┏━━
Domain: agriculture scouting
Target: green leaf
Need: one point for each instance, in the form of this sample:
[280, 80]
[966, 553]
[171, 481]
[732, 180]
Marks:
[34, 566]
┗━━
§ **TASK BRIEF**:
Repeat the entries above, swapping "agriculture scouting" for "crop scouting" everywhere it occurs and keeping every other line the same.

§ **THE REPLY**:
Domain: crop scouting
Target: green leaf
Need: one point for each instance, in the form of this sample:
[280, 80]
[966, 553]
[171, 481]
[732, 180]
Marks:
[34, 566]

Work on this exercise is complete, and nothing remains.